### Passage shown
============
Last updated

Negative UNL

Added by the NegativeUNL Amendment.

The Negative UNL is a feature of the XRP Ledger consensus protocol that improves liveness, the network's ability to make forward progress during a partial outage. Using the Negative UNL, servers adjust their effective UNLs based on which validators are currently online and operational, so that a new ledger version can be declared validated even if several trusted validators are offline.

The Negative UNL has no impact on how the network processes transactions or what transactions' outcomes are, except that it improves the network's ability to declare outcomes final during some types of partial outages.

Background

Each server in the XRP Ledger protocol has its own UNL (Unique Node List), a list of validators it trusts not to collude, and each server independently decides when a ledger version is validated based on the consensus when enough of its trusted validators agree on a new ledger version. (The default configuration uses a recommended UNL, signed by Ripple, consisting of validators Ripple considers to be sufficiently unique, reliable, and independent.) The standard quorum requirement is at least 80% of trusted validators must agree.

If more than 20% of trusted validators go offline or become unable to communicate with the rest of the network, the network stops validating new ledgers because it cannot reach a quorum. This is a design choice to ensure that no transactions' outcomes can be changed after they are declared final. During such a situation, the remaining servers would still be online and could provide past and tentative transaction data, but could not confirm the final, immutable outcome of new transactions.

However, this means that the network could stop making forward progress if a few widely-trusted validators went offline. As of 2020-10-06, there are 34 validators in Ripple's recommended UNL, so the network would stop making forward progress if 7 or more of them were offline. Furthermore, if one or two validators are out for an extended period of time, the network has less room for disagreement between the remaining validators, which can make it take longer to achieve a consensus.
============
### Exercise instructions
**a.** According to the Negative UNL text, why does the network stop validating new ledgers once more than 20% of trusted validators go offline? Answer in one to three sentences.
**b.** Transcribe the part of the Negative UNL text starting with "Added by the" and going on through "of partial outages.".
**c.** Carry the Negative UNL text forward from where it stops.
The records have nothing to do with the Negative UNL text.

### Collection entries
============
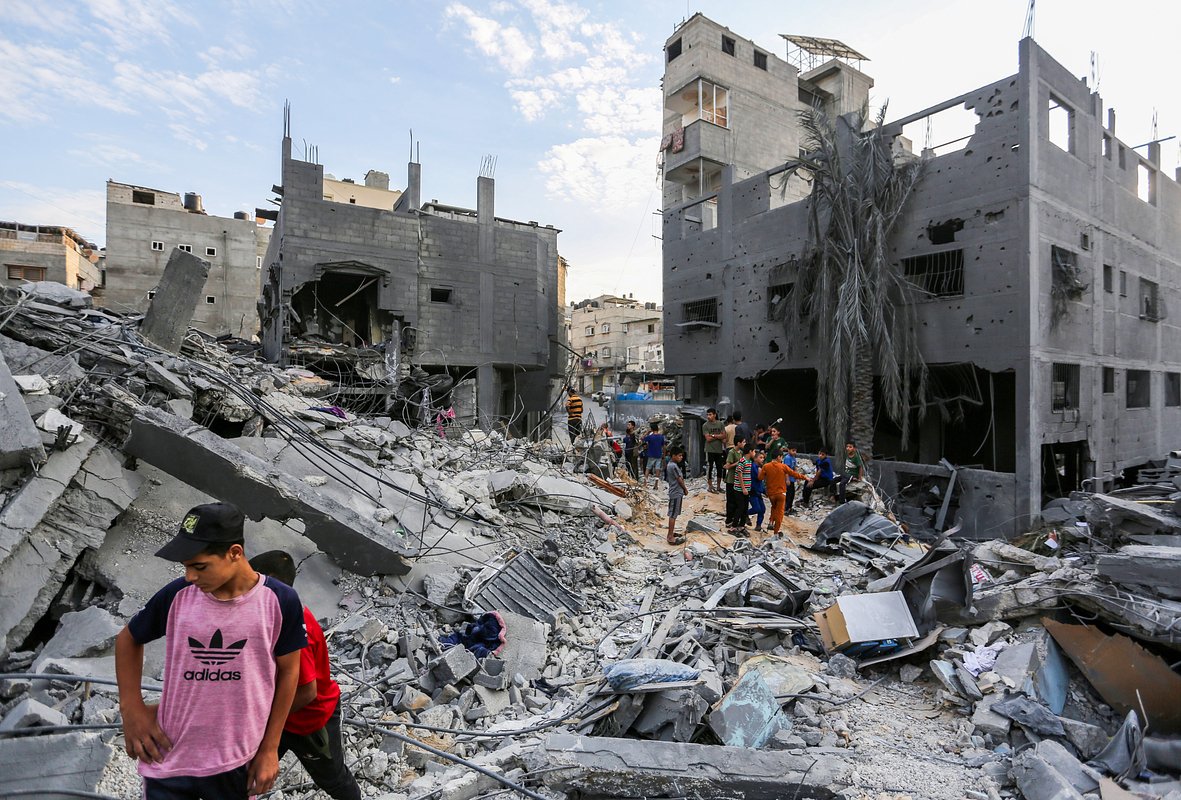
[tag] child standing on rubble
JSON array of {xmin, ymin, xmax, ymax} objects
[
  {"xmin": 644, "ymin": 422, "xmax": 665, "ymax": 489},
  {"xmin": 250, "ymin": 549, "xmax": 361, "ymax": 800},
  {"xmin": 665, "ymin": 447, "xmax": 689, "ymax": 545},
  {"xmin": 115, "ymin": 503, "xmax": 307, "ymax": 800}
]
============
### The results
**a.** The network can no longer reach a quorum, because at least 80% of trusted validators must agree. This is a deliberate design choice so that no transaction's outcome can be changed after it has been declared final.

**b.**
Added by the NegativeUNL Amendment.

The Negative UNL is a feature of the XRP Ledger consensus protocol that improves liveness, the network's ability to make forward progress during a partial outage. Using the Negative UNL, servers adjust their effective UNLs based on which validators are currently online and operational, so that a new ledger version can be declared validated even if several trusted validators are offline.

The Negative UNL has no impact on how the network processes transactions or what transactions' outcomes are, except that it improves the network's ability to declare outcomes final during some types of partial outages.

**c.**
Summary

It is not reasonable to expect a diverse set of validators to maintain 100% uptime: many things can cause a validator to become temporarily unavailable, such as: hardware maintenance, software upgrades, internet connectivity problems, targeted attacks, human error, hardware failures, and outside circumstances like natural disasters.

The "Negative UNL" is a list of trusted validators which are believed to be offline or malfunctioning, as declared by a consensus of the remaining validators. Validators in the Negative UNL are ignored for determining if a new ledger version has attained a consensus.

When a validator that is on the Negative UNL comes back online and sends consistent validation votes, the remaining validators remove it from the Negative UNL after a short time.

In cases where validators go offline one or two at a time, the remaining validators can use the Negative UNL to gradually adjust their effective UNLs, so that the network only ever needs 80% of the online validators to achieve a quorum. To prevent the network from fragmenting, the quorum has a hard minimum of 60% of total validators.

If more than 20% of validators suddenly go offline all at once, the remaining servers cannot achieve the quorum necessary to validate a new ledger, so no new ledgers could be validated. However, those servers can still make tentative forward progress through successive consensus rounds. Over time, the remaining validators would continue to apply changes to the Negative UNL to the tentative ledgers and adjust their effective UNLs; eventually, if the situation persists, the network could resume fully validating ledgers by using the adjusted Negative UNL from the tentative ledger versions.

Negative UNL has no effect on stand-alone mode since the server does not use consensus in stand-alone mode.

How It Works

The Negative UNL is closely tied to the consensus process and is designed with safeguards to maintain the continuity and reliability of the network in adverse situations. When all trusted validators are operating normally, the Negative UNL is unused and has no effect. When some validators appear to be offline or out of sync, the Negative UNL rules take effect.

The Negative UNL is intentionally designed to change at a slow rate, to avoid any time-based disagreements about which Negative UNL should apply to a given ledger version's consensus process.

Reliability Measurement

Each server in the network has a UNL, the list of validators it trusts not to collude. (By default, a server's exact UNL is configured implicitly based on the recommended validator list Ripple publishes.) Each server tracks the reliability of its trusted validators using a single metric: the percentage of the last 256 ledgers where the validator's validation vote matched the server's view of consensus. In other words:

Reliability = Va ÷ 256

Va is the total number of validation votes received from one validator for the last 256 ledgers that matched the server's own view of consensus.

This metric of reliability measures the availability of a validator and the behavior of that validator. A validator should have a high reliability score if it is in sync with the rest of the network and following the same protocol rules as the server scoring it. A validator's reliability score can suffer for any of the following reasons:

  • The validator's validation votes are not reaching the server due to poor network connectivity between them.
  • The validator stops operating or gets overloaded.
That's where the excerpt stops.